======== PROVIDED MATERIAL ========

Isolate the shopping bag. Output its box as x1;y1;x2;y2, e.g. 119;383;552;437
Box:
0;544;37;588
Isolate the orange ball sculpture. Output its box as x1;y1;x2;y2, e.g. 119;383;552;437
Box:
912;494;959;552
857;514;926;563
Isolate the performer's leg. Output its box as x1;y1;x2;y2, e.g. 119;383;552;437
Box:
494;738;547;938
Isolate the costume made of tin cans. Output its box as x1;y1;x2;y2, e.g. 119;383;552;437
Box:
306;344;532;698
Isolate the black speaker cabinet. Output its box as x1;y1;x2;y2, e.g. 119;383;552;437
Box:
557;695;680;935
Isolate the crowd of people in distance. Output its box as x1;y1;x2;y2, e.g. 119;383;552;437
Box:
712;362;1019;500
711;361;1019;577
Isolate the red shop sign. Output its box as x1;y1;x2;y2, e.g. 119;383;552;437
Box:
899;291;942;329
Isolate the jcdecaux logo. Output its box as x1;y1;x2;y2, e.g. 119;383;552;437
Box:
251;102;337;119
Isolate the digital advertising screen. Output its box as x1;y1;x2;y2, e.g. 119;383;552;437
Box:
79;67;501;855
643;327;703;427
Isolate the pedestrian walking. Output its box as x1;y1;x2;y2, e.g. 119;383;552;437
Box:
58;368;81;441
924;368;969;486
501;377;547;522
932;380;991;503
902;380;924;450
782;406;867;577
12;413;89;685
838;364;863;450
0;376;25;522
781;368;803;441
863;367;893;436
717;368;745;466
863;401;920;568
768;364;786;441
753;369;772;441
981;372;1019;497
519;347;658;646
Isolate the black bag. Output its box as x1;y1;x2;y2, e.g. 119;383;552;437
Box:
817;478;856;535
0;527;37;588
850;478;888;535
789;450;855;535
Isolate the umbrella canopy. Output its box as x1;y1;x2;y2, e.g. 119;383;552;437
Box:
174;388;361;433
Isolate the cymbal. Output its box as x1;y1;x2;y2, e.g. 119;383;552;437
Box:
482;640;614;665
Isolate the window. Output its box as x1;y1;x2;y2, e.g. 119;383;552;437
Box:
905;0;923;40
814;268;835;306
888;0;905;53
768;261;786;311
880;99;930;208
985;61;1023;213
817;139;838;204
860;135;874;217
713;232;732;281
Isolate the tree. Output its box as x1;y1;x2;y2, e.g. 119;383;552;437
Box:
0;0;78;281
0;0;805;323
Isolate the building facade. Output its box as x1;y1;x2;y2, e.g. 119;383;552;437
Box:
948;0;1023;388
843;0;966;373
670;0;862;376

========

STATED EXERCISE: Which rows above include the word "black"? Copy each of those rows in full.

RESULT:
Isolate the black speaker cabinet. Output its box as x1;y1;x2;y2, e.g. 119;383;552;437
Isolate the black bag. Output its box as x1;y1;x2;y2, e.g. 119;383;552;437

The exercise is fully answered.